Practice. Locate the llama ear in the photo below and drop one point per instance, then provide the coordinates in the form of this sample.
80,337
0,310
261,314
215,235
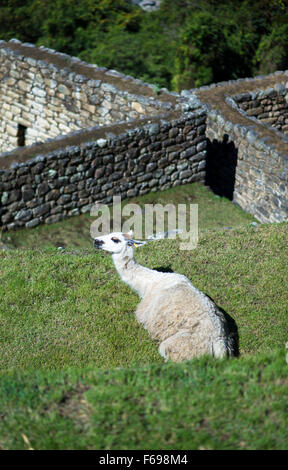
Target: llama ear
128,236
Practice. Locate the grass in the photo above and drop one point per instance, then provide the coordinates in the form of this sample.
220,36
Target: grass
206,404
214,213
78,372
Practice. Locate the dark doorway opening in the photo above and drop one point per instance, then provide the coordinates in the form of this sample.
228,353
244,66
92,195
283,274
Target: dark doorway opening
221,166
21,135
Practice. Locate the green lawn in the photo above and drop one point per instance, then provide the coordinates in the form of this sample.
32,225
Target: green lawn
78,372
204,404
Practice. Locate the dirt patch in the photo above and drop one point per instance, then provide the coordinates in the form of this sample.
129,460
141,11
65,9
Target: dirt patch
74,406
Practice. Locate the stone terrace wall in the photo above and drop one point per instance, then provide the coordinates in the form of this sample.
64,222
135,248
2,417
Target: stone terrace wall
69,180
50,94
141,142
246,159
270,106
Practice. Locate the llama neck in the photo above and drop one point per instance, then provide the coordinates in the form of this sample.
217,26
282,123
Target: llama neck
136,276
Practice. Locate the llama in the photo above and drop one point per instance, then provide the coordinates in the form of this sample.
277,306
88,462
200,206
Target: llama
185,321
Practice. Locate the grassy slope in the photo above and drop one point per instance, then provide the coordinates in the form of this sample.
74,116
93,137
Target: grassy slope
66,317
240,404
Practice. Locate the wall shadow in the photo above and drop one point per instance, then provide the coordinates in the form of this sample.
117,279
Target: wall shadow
232,328
221,166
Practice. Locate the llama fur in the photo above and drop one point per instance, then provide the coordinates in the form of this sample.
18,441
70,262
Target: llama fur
185,321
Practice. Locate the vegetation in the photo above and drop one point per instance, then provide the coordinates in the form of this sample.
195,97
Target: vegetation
78,372
185,43
239,404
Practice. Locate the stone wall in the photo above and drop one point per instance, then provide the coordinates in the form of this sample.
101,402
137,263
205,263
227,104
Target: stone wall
270,106
67,181
50,94
129,138
247,159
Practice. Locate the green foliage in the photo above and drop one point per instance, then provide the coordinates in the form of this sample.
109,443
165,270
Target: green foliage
272,52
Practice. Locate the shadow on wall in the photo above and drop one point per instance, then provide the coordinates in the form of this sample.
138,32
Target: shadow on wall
221,166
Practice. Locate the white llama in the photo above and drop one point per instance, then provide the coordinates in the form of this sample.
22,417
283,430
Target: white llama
185,321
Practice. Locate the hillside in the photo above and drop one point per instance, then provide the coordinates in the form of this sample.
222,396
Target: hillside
78,371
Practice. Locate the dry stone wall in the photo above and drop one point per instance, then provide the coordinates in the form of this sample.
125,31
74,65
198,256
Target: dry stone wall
127,139
270,106
69,180
48,99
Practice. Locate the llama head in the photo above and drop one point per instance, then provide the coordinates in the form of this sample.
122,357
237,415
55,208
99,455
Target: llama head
116,242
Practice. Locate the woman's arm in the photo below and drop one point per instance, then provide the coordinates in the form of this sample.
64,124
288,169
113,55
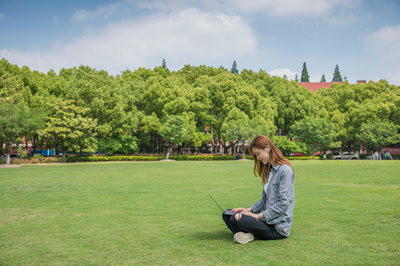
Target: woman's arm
281,203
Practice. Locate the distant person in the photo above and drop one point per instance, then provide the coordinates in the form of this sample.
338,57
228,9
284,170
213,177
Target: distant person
271,217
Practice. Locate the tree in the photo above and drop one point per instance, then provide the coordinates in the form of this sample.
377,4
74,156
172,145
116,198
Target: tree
317,132
304,74
12,119
285,145
173,131
377,134
234,69
336,75
69,127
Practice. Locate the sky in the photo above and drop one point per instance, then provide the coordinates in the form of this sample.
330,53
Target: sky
361,36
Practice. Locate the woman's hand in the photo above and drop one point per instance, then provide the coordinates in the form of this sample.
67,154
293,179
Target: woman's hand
254,215
241,210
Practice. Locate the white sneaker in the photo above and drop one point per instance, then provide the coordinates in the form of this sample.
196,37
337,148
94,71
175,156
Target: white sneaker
243,238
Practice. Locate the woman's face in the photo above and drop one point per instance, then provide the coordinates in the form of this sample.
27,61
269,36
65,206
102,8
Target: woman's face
262,154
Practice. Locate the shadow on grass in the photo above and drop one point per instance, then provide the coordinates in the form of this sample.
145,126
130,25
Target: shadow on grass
215,235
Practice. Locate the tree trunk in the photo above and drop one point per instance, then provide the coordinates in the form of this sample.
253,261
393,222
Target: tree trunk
8,153
169,146
243,150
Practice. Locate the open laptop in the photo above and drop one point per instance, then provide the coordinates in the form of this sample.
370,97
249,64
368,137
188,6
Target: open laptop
226,211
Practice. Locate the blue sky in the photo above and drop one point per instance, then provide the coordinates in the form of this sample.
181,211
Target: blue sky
362,37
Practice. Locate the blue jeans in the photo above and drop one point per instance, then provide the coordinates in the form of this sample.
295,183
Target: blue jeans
249,224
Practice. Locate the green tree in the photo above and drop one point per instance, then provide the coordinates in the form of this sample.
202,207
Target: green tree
174,131
304,74
12,123
234,69
69,128
285,145
317,132
378,134
336,75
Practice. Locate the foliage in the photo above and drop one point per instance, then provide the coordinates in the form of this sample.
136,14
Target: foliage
234,69
21,153
336,75
317,132
304,74
84,110
376,134
285,145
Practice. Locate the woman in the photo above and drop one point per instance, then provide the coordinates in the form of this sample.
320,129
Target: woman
271,217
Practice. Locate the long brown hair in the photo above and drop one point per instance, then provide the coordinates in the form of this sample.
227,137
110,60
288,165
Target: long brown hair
276,157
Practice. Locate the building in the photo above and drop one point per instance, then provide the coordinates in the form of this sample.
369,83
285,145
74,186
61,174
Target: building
314,86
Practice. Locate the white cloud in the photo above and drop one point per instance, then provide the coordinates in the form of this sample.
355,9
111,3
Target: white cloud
394,76
291,75
101,11
341,20
384,45
181,38
385,41
286,9
291,8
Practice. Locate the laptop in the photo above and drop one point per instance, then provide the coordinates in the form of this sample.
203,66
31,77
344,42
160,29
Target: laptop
226,211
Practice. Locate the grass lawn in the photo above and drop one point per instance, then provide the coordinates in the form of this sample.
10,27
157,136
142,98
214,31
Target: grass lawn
347,212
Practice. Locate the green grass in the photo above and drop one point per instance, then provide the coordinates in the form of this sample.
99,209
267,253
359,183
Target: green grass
347,212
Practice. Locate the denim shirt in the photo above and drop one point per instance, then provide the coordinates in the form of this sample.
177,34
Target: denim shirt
277,204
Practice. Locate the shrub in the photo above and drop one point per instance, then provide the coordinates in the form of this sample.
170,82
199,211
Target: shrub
303,158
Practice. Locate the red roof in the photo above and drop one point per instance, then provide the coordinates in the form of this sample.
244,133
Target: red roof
314,86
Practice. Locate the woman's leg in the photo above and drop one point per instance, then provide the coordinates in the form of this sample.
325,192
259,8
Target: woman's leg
258,228
228,223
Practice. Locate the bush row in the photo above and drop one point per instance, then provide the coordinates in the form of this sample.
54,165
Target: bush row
41,159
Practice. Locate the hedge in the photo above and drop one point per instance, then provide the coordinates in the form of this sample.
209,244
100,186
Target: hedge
142,158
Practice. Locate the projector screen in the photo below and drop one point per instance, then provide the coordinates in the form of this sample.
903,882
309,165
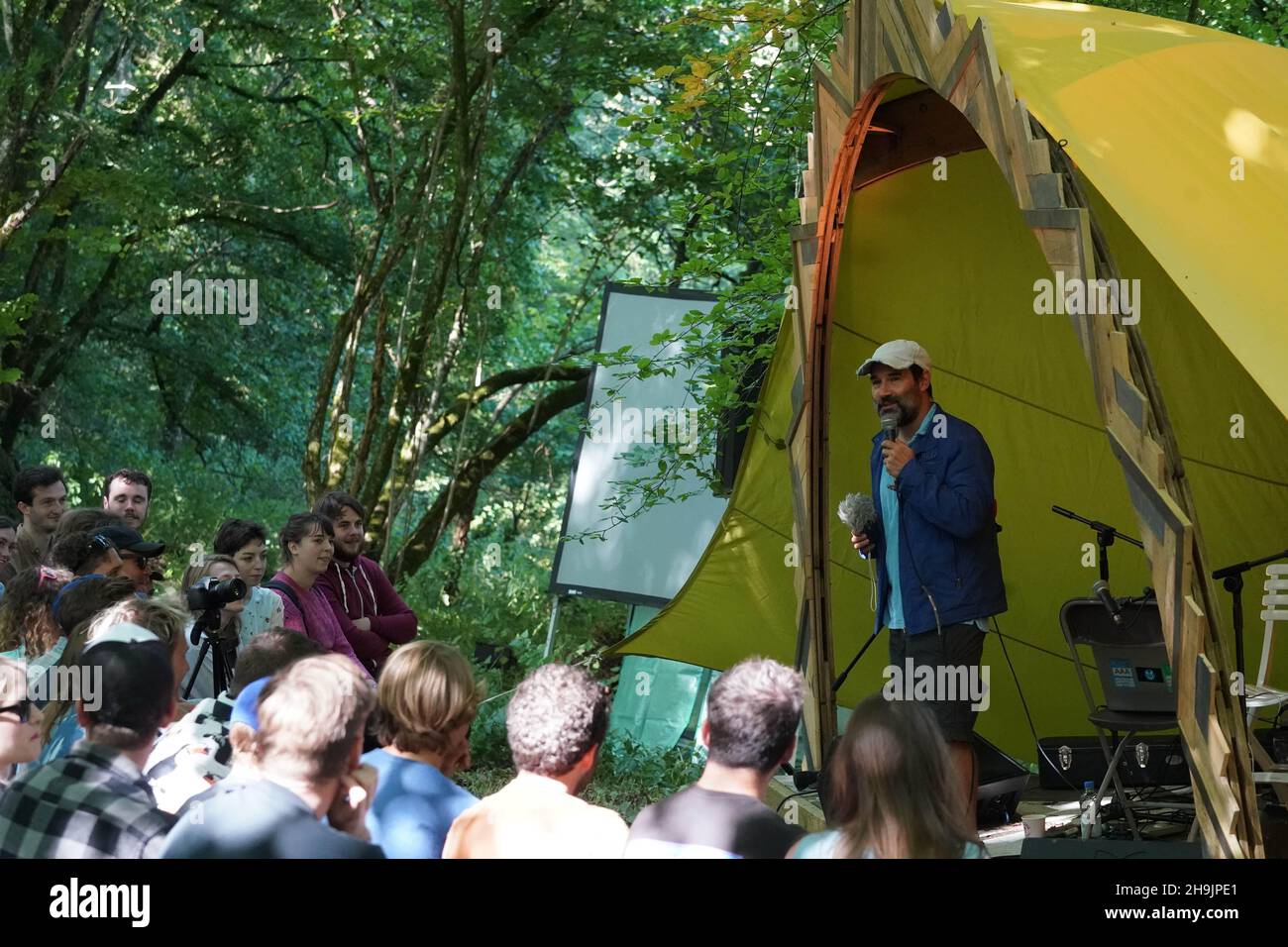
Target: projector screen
648,558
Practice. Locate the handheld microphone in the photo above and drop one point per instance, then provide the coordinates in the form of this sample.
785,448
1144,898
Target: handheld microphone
890,427
859,513
1102,590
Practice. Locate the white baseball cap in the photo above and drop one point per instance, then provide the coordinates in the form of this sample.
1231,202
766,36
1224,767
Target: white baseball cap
900,354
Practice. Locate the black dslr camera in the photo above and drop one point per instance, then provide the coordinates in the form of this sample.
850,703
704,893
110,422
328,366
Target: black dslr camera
207,594
205,598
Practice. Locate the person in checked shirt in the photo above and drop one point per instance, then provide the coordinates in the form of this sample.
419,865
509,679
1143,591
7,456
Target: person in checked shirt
94,801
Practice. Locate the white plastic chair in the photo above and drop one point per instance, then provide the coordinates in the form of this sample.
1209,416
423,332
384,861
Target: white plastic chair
1260,694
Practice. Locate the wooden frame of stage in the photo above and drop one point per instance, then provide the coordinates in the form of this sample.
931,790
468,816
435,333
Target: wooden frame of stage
885,42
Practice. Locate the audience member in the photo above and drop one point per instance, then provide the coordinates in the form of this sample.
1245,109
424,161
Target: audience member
425,702
555,724
305,543
752,714
8,536
20,720
85,519
84,553
227,635
894,789
307,748
244,541
27,626
372,613
196,753
42,497
94,801
128,493
161,616
138,557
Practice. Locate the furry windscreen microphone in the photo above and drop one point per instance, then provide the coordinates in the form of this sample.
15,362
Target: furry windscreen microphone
858,512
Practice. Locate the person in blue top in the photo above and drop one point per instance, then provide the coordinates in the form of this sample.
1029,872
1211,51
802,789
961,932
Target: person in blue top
425,703
939,575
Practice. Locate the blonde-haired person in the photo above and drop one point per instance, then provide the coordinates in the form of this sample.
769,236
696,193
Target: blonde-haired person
425,702
307,749
894,789
162,616
228,634
20,720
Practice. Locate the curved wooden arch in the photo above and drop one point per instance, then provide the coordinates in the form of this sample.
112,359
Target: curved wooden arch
884,42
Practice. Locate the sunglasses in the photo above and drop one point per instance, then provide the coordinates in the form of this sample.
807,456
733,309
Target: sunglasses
22,709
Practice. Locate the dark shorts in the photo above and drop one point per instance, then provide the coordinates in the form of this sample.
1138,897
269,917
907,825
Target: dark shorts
958,647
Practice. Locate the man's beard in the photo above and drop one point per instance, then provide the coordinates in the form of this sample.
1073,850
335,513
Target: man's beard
901,411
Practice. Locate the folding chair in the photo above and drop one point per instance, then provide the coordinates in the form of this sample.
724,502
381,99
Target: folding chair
1258,696
1131,661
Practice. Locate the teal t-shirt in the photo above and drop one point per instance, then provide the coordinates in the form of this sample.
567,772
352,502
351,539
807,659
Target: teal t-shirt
890,527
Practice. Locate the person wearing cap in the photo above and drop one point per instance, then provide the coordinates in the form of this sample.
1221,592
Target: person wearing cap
94,802
85,554
307,749
137,556
196,751
939,575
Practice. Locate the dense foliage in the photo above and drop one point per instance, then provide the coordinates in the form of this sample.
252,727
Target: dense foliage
426,198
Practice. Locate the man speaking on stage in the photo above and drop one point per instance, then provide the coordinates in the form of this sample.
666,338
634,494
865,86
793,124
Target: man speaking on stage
939,575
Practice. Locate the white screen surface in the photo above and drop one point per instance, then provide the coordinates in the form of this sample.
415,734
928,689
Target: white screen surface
649,557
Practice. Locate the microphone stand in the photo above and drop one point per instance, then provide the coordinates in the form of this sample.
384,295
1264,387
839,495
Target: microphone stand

> **WHAT YOU NEED TO DO**:
The answer consists only of the lines from the one containing "Practice. Locate the dense" to the end of the records, each written out exactly.

> **SOLUTION TO THIS EXERCISE**:
Practice. Locate the dense foliage in the photo above and drop one point per instance, then provide the coordinates in the form of this sample.
252,727
Target: dense foliage
426,198
Practice. Locate the man speaking on stage in the photo above and drop one point per instance, then provide the coordinates in the form of this sample.
666,338
634,494
865,86
793,124
Target: man speaking on stage
939,575
Practice. Locate the white screen surface in the photo above and drop one point per instance, then provide the coordinates in the form of this sample.
415,734
928,689
Target: white screen surface
649,557
Practice. Locate the microphone stand in the photo above and drop one point per instance, then provide the coordinates in the form of this sample.
384,295
1264,387
839,495
Target: microphone stand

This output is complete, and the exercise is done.